**Entries from a point annotation set:**
********************

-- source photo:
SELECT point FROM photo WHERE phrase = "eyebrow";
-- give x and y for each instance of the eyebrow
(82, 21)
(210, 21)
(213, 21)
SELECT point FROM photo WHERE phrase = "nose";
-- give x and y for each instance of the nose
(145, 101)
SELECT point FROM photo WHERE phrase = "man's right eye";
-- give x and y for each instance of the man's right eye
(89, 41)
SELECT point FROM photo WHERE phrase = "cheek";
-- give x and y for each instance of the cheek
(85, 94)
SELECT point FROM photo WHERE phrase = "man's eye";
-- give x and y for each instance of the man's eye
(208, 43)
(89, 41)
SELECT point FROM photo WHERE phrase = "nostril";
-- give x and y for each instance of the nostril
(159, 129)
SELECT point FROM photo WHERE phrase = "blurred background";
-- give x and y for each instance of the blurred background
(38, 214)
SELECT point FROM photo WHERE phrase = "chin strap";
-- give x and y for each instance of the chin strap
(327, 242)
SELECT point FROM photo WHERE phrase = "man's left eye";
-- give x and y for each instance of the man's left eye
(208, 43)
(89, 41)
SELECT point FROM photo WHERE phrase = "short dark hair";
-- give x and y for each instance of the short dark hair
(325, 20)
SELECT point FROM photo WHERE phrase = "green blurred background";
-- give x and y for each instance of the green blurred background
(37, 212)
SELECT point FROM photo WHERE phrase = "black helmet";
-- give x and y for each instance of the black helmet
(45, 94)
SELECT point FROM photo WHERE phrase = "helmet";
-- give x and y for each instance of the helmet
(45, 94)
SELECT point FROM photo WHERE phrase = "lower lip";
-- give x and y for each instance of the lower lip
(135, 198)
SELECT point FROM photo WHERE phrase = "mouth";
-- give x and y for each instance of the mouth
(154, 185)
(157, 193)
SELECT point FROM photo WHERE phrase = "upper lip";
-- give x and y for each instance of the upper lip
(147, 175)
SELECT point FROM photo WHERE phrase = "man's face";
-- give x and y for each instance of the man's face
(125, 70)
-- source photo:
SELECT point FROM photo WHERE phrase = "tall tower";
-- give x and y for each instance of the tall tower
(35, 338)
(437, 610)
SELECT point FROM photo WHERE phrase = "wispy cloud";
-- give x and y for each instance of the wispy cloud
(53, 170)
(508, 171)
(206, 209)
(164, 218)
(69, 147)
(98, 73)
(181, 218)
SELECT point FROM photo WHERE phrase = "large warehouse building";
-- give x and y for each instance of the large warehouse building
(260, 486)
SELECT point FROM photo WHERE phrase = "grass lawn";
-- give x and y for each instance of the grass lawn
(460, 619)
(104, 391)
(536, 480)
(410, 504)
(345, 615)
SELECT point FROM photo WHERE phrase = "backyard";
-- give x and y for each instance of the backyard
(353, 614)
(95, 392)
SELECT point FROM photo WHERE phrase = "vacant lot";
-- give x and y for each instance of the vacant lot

********************

**Task to carry out:** Report each line of the material that contains the string "cloud", copied in full. Matching is case-sensitive.

**Written solution:**
SELECT point FROM photo WHERE phrase = "wispy cloud";
-- give x and y for each instance of the wispy cloud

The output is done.